Selected extract
━━━━━━━━━━

As I myself have attended a private college, many of the chracters and situations were like all the familiar gossip I might hear in passing. Very revealing book.
★ ★ ★ ★ ★
sharon brady
Ellis' most maligned novel, but for me his greatest, an intricate, deeply personal account of lives ebbing away into nothingness. The characters, as usual, are often chauvinsitic, prejudice, even misanthropic creatures, but Ellis manages to get the reader on their side. We follow several voices, all ultimately revealing their inner vulnerability and their true selves in a confusion of hard drugs, hard sex and hard emotions. We begin with nothing, end with nothing, and nothing much happens in between, but surely this is the point; these lives, this generation, like the novel itself, seems to be in a rush to get where they are going. The only thing is, none of them know where that is.

━━━━━━━━━━

Information shown
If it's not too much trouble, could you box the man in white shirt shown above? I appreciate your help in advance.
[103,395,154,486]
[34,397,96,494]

━━━━━━━━━━

Task instructions
- 1) Please reproduce the passage from the reviews above between "As I myself" and "where that is.", inclusive.
- 2) Answer these questions using the reviews above.
(a) What kind of college did the first reviewer attend?
(b) According to the longer review, what does the reader follow?
(c) Which three "hard" things does the longer review list?
- 3) In the reviews above, the longer review says nothing much happens in the novel. Why does it call that the point?

Complete answers
- 1)
As I myself have attended a private college, many of the chracters and situations were like all the familiar gossip I might hear in passing. Very revealing book.
★ ★ ★ ★ ★
sharon brady
Ellis' most maligned novel, but for me his greatest, an intricate, deeply personal account of lives ebbing away into nothingness. The characters, as usual, are often chauvinsitic, prejudice, even misanthropic creatures, but Ellis manages to get the reader on their side. We follow several voices, all ultimately revealing their inner vulnerability and their true selves in a confusion of hard drugs, hard sex and hard emotions. We begin with nothing, end with nothing, and nothing much happens in between, but surely this is the point; these lives, this generation, like the novel itself, seems to be in a rush to get where they are going. The only thing is, none of them know where that is.

- 2)
(a) A private college.
(b) Several voices.
(c) Hard drugs, hard sex and hard emotions.

- 3) The reviewer sees these lives and this generation as rushing to get where they are going, as the novel does, while none of them know where that is. A story where nothing much happens reflects that aimlessness.